■ Yang Harus Dikerjakan:
a) Tolong jawab pertanyaan berikut berdasarkan teks tentang istilah "86".
(i) Selain dari acara televisi, dari mana suara "delapan enam" juga sering terdengar?
(ii) Apa arti sandi "86"?
(iii) Dalam kepolisian, apa maksud istilah "taruna"?
b) Lanjutkan teks tentang istilah "86" mulai setelah kalimat terakhirnya.

Meluruskan Istilah “86”

Meluruskan Istilah “86”
Oleh : Fadil Abidin

            “Delapan enam, Ndan. Delapan enam, lapan enam, Ndan.'' Demikian suara pembuka acara di sebuah stasiun televisi swasta tentang sepak terjang aparat kepolisian dalam memberantas kejahatan. Suara yang sama juga sering kita dengar dari handy talky milik polisi. Istilah delapan enam, lapan enam atau dalam angka ditulis ''86'' adalah salah satu kode atau sandi yang harus dipahami oleh semua anggota polisi.

Sandi itu memiliki arti sama-sama mengerti atau memahami sebuah ''taruna''. Istilah “taruna” di sini bukan berarti siswa Akpol yang lazim disebut taruna, melainkan istilah dalam kepolisian yang maksudnya perintah. Tepatnya, ada perintah apa yang harus dilakukan. Jadi maksud dari istilah ''86 Ndan, taruna!'' adalah ''Mengerti Komandan, siap menerima perintah!''. Begitulah kira-kira maksudnya.

■ Data yang Diberikan:
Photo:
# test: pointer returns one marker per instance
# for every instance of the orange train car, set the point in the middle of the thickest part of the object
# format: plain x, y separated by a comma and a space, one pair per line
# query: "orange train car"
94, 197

--

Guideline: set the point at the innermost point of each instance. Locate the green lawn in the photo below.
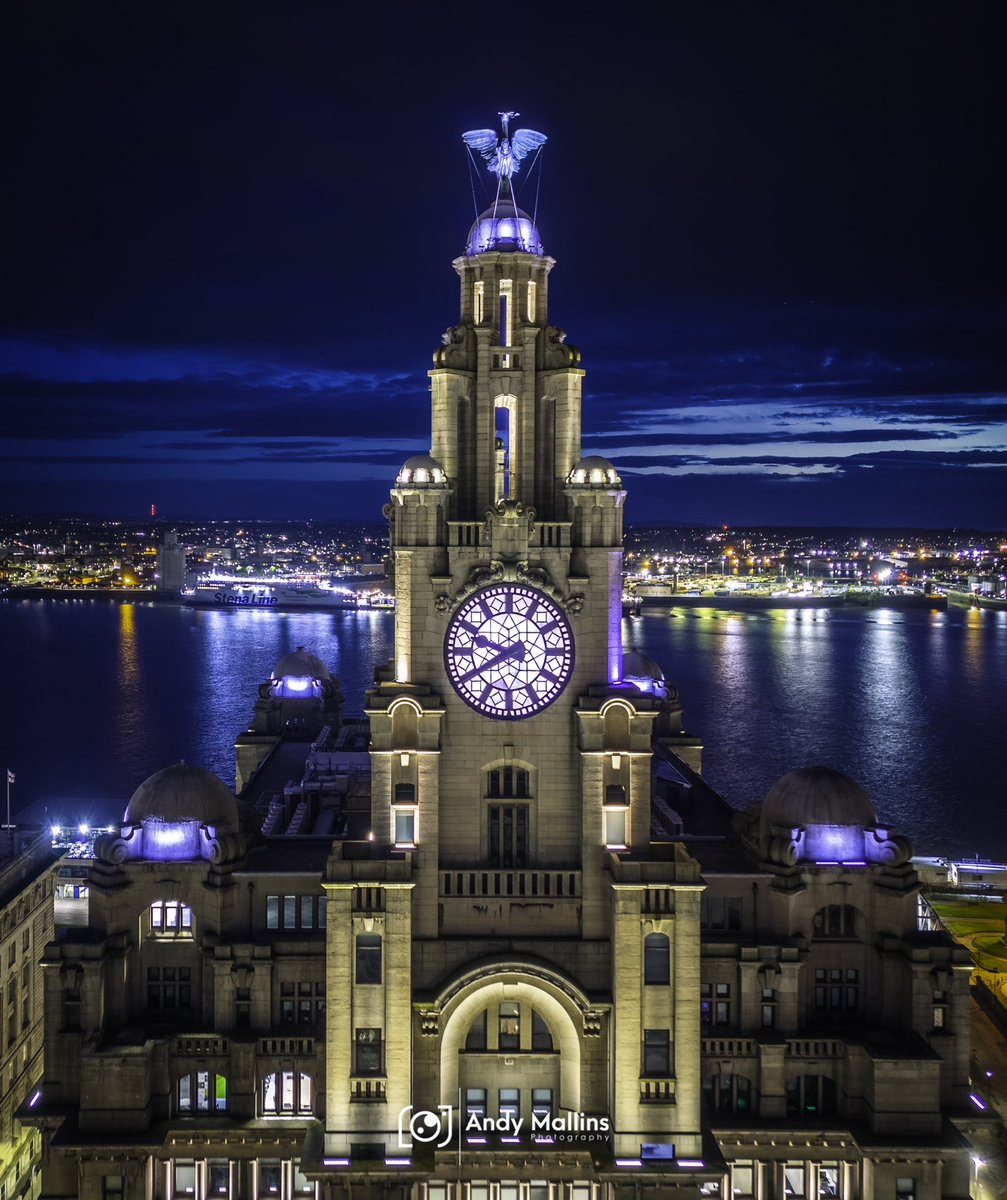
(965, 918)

■ Jawaban Tugas:
a)
(i) Dari handy talky milik polisi.
(ii) Sama-sama mengerti atau memahami sebuah "taruna".
(iii) Perintah.

b)
Namun istilah ''86'' itu, makin lama makin berkembang dan sering disalahartikan oleh publik. Pernah suatu ketika seorang tetangga, rumahnya digerebek oleh polisi karena diduga mengedarkan narkoba. Ia ditangkap dan dibawa ke dalam mobil polisi. Tapi beberapa hari kemudian ia sudah bebas. Lalu masyarakat berucap,”Wah, dia delapan enam!”. Ketika saya bertanya kepada mereka,”Apa itu delapan enam?”. Jawabannya,”Tangkap lepas”.   
Jadi dalam masyarakat istilah “86” adalah kode “tangkap lepas”. Kok bisa ditangkap lalu dilepas? Pertama, karena kurang barang bukti. Pengedar narkoba itu dilepas (setelah ditangkap) karena kurang barang bukti atau saksi. Kedua, konon (dan mudah-mudahan ini tidak benar!), pengedar narkoba itu ditangkap-lepas karena telah “menyetor” sejumlah uang kepada oknum-oknum kepolisian sebelum kasusnya diproses lanjut.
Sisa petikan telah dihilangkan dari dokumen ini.